EXTRACTED MATERIAL ▸
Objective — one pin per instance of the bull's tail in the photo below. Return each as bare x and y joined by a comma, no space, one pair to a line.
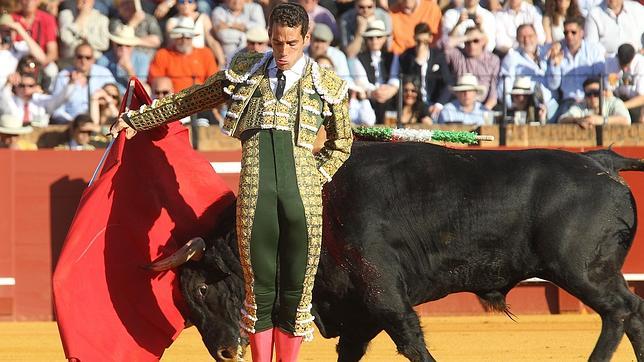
615,162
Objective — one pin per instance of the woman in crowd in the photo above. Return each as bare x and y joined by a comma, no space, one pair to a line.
556,12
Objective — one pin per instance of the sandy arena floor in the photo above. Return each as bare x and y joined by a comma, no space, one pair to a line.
479,338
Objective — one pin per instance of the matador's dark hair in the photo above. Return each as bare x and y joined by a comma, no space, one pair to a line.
291,15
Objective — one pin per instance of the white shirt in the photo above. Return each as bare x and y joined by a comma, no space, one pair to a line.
451,16
603,26
508,20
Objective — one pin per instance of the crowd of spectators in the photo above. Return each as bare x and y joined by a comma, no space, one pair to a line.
432,61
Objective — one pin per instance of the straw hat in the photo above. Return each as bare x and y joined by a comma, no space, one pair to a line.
522,85
185,28
375,28
467,82
124,35
10,124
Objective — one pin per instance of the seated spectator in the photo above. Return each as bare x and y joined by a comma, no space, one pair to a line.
22,97
353,23
231,19
528,59
203,28
320,44
11,128
556,12
430,64
43,29
466,109
376,70
525,107
181,62
404,17
474,59
589,114
83,25
318,14
471,14
626,79
515,13
413,110
146,27
104,106
615,22
87,76
79,134
12,50
571,62
123,59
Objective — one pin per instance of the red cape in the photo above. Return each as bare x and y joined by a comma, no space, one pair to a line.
153,194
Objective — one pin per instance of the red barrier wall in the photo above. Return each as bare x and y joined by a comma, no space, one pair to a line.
39,192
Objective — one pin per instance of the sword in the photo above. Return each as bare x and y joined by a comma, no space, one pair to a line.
128,101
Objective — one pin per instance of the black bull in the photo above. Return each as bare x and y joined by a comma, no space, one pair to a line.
409,223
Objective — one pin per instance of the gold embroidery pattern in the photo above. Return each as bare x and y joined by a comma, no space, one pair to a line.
246,205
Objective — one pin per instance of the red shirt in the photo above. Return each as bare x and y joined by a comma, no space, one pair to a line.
44,28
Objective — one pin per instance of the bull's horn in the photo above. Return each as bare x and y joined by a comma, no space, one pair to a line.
193,249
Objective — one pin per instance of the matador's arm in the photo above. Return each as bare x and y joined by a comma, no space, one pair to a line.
191,100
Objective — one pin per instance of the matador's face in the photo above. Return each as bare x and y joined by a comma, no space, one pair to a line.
288,45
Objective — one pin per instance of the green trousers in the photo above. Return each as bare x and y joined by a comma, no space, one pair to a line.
279,239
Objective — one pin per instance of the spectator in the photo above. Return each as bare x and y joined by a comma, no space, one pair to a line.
474,59
22,97
79,134
571,62
104,106
556,12
183,63
430,64
43,29
376,70
465,109
87,76
83,25
589,114
11,129
203,28
528,59
626,79
615,22
515,13
146,27
230,21
320,15
11,50
525,107
404,17
321,39
471,14
353,24
123,59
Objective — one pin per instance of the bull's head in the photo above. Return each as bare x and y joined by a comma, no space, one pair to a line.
211,281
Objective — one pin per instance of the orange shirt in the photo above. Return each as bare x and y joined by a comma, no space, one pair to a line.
184,69
403,24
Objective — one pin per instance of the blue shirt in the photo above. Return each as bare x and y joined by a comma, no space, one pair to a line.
78,102
574,70
454,113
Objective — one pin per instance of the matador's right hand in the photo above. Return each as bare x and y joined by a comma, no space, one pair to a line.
120,125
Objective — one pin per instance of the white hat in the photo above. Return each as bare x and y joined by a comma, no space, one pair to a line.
10,124
257,34
185,28
375,28
466,82
124,35
522,85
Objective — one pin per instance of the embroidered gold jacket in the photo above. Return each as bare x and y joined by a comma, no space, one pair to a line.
322,101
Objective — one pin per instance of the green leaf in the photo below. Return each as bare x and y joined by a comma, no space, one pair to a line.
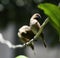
21,56
53,12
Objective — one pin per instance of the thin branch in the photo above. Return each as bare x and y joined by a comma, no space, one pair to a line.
10,45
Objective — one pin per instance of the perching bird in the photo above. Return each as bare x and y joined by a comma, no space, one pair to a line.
35,26
25,34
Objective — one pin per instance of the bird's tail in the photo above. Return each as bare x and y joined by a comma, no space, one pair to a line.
42,39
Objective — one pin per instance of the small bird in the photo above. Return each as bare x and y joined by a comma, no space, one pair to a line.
25,34
35,26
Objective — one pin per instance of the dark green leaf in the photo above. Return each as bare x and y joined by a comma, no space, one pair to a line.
53,12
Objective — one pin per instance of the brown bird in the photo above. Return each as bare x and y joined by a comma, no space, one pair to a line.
35,26
25,34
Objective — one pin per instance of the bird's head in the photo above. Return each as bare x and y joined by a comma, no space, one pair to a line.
36,16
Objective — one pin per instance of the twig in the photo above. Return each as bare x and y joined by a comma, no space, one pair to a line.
10,45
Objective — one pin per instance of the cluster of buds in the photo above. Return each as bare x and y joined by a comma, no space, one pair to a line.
26,33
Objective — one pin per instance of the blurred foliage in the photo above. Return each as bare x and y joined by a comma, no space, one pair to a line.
53,12
19,13
21,56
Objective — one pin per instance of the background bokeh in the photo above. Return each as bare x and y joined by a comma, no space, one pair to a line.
16,13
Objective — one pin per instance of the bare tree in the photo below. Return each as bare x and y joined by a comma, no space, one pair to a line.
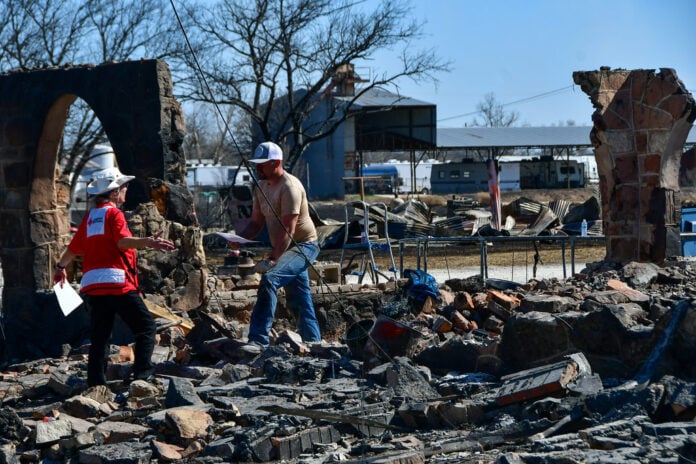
40,33
275,60
493,113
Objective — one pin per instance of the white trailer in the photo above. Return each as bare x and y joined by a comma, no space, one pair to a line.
209,176
405,180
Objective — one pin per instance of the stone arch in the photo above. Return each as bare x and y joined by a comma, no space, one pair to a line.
145,126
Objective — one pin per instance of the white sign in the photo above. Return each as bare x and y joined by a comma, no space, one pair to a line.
68,298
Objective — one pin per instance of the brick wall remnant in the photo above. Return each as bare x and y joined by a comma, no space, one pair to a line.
641,122
144,123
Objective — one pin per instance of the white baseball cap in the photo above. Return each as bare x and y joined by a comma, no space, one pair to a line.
267,151
107,180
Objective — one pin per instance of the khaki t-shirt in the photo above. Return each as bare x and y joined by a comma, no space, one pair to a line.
287,196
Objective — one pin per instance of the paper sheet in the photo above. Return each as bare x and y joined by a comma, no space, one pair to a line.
68,298
234,238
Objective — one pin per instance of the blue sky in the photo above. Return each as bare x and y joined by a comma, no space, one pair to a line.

JOB ▸
Copy every entry above word for word, in the same order, and leave out the pictures.

WORKED ANSWER ▸
Objective — one pin per instance of the bull's tail in the photo below. Return each as bare x and y joined by a comma, no space, one pair to a line.
615,162
Objective — one pin per instance of the woman in crowd in the photo above. Return each as bare x and y joined by a comma, no space, one pair to a line.
556,12
Objective — one pin per instance of the sandy arena floor in the photo above. Return each as bare x and y joined by a comma, no space, one pair to a line.
479,338
Objective — one pin per instance of the matador's dark hair in the photo above. Return each as bare x and y joined by a comma, no space, one pair to a line.
291,15
Objective — one pin per instance of the white shirt in the photo above. Return each as bare x and y joined by a comma, no space, one pair to a line.
451,16
603,26
508,20
Objective — one pin per instance of the crowd of spectators in the photo above. Return each as bare x and y joined by a comma, no space, one pair to a line.
432,61
Objective — one pin per instance of the straw hat in the photo above. Return each as bare x and y joined by a comma, no space, one pair to a line.
522,85
185,28
375,28
467,82
124,35
10,124
Objective — one pin per instance of the seated spectator in the photo above. Return each as bare x and y joined by a comma, no space, one pair to a line.
22,97
353,23
231,19
528,59
203,28
320,44
11,128
556,12
430,64
43,29
466,109
376,70
525,107
181,62
404,17
474,59
589,114
83,25
318,14
471,14
626,79
515,13
413,110
146,27
104,106
615,22
87,76
79,134
12,50
571,62
123,59
Objective — one pin per instance of the red cape in the photo above. Return each as bare x and y joined by a comma, no space, one pair to a line.
153,194
Objective — one pin per instance of the red barrier wall in the photo above. Return each as bare x and y joined by a comma, no space, one pair to a line.
39,192
Objective — one pin per instance of the sword in the photo above. Return each as bare x and y joined by a comma, no space, one pair to a line.
128,101
Objective — one pin per instance of the black bull in the photo above. Return each as bare x and y joined by a comma, no space, one pair to a line.
409,223
Objective — one pin per instance of the gold embroidery pattern in the photo above. Return each as bare x and y joined by a comma, no space, one pair to a line.
246,205
Objective — one pin per instance of the red shirt in the photo above. Return each as bare x and y joined by a comma, no space, one pair to a line.
44,28
Objective — one pin per instance of the bull's horn in the photo above. Return each as bare x and y joined by a comma, no space, one pair to a line.
193,249
Objective — one pin per instance of the matador's arm in the photo above. Return each as bare x and y joined by a comma, no space, one pair to a line.
191,100
Objective — one pin per instance of the matador's face in the photo above. Return each as bare x and y joined by a comma, no space, one pair to a line.
288,45
Objective — one pin per instance of the green trousers in the photo above. Return each as bare x and y joined by a comma, no space, one pair to a line.
279,239
Objective — one pin per instance of the spectator in the photo above. Return each as bare x and y joined by a comma, no space, one pair to a line.
474,59
22,97
79,134
571,62
104,106
556,12
183,63
430,64
43,29
376,70
465,109
87,76
83,25
589,114
11,129
203,28
528,59
626,79
615,22
515,13
146,27
230,21
320,15
11,50
525,107
404,17
321,39
471,14
353,24
123,59
Objective — one pin per instance of the bull's head in the photo above. Return each as bare x and y joined by a comma, no space, one pair to a line.
211,281
Objective — one pin per instance of the orange shirt in the photo above. Return each as bare x and y joined by a comma, no space, one pair to a line.
184,69
403,24
Objective — one pin per instance of the blue shirt in the photo above. Return each as bare x and y joined by a comma, no space, one pair to a line.
78,102
574,70
454,113
Objective — one pin per instance of the matador's right hand in the photo above. Return each as bare x and y joined by a comma, no space, one pair to a line.
120,125
Objective — one pin per instance of the white hat in the photo above. Return each as bare x and y joined by a comma, no space, one pair to a line.
10,124
257,34
185,28
375,28
466,82
124,35
522,85
Objective — one pin per instance of the embroidered gold jacket in the photo above. Return each as bare x and y joined by a comma, no space, one pair to a line.
322,101
Objective — one pin per instance of the green leaf in the photo below. Return each as bare x and y joined by a comma, no space, one pair to a line.
21,56
53,12
Objective — one pin per instance of the thin branch in the photo above. Return each as bare x and y joined by a comma, no space, one pair to a line.
10,45
Objective — one pin per instance of the perching bird in the photo above. Return each as bare x and y joined by a comma, no space, one pair to a line.
35,26
25,34
Objective — one pin per instance of the bird's tail in the photo above. Return each as bare x and y joined by a comma, no space, one pair to a line.
42,39
Objective — one pin per instance of the small bird in the photo above. Return each as bare x and y joined by a comma, no space, one pair to a line.
25,34
35,26
Objective — one pin per instance of the dark green leaf in the photo above. Return each as bare x and y joined by a comma, no space, one pair to a line.
53,12
Objective — one pin per instance of the brown bird in the photo above. Return each as bare x and y joined by a comma, no space, one pair to a line.
35,26
25,34
Objective — one pin per instance of the bird's head in the photo above. Return each as bare x and y joined by a comma, no space, one pair to a line.
36,16
Objective — one pin per instance of the twig in the photo above. Return each as bare x and y joined by a comma, no space, one pair to a line.
10,45
Objective — one pin per instance of the cluster of buds in the photo above. Return each as bare x and y joined by a comma, no space, one pair to a line.
26,33
Objective — one pin per instance of the blurred foliage in the photo above. Return each as bare x and y joined by a comma, no space, one pair to a line.
53,12
19,13
21,56
Objective — one pin per instance of the background bokeh in the photo above. Return each as bare x and y joined by a comma, no space, one pair to a line.
16,13
Objective — one pin per instance of the bare tree in the photo below. Return each as bare x and y joined by a comma, no space, one pair to a line.
40,33
275,60
493,113
Objective — one pin per instance of the white trailer in the photo above. Return each as bare x and y joined by a comma, no space, one pair to a line.
209,176
405,180
Objective — one pin per instance of the stone arch in the photo above. Return each as bare x and y joined by a comma, no space, one pair to a line.
145,126
Objective — one pin per instance of the white sign in the photo above. Return each as bare x and y joined by a comma, no space, one pair to a line.
68,298
Objective — one pin per instance of the brick wall remnant in the photo above. Return each as bare x and y joined by a comma, no space, one pair to a line.
641,122
144,123
Objective — one pin per instance of the white baseball cap in the photo above. Return each as bare x and y joined by a comma, no space, one pair to a line.
267,151
107,180
Objective — one pin per instance of the khaki t-shirt in the photo above. Return each as bare x and y joined by a comma, no space, one pair to a line.
287,196
Objective — one pin per instance of the paper sheet in the photo above. Return each as bare x and y joined by a comma, no space, one pair to a line.
68,298
234,238
Objective — one pin per instance of the blue sky in the photo above. Return each as bare x and y joined by a comma, no space, one pair to a line.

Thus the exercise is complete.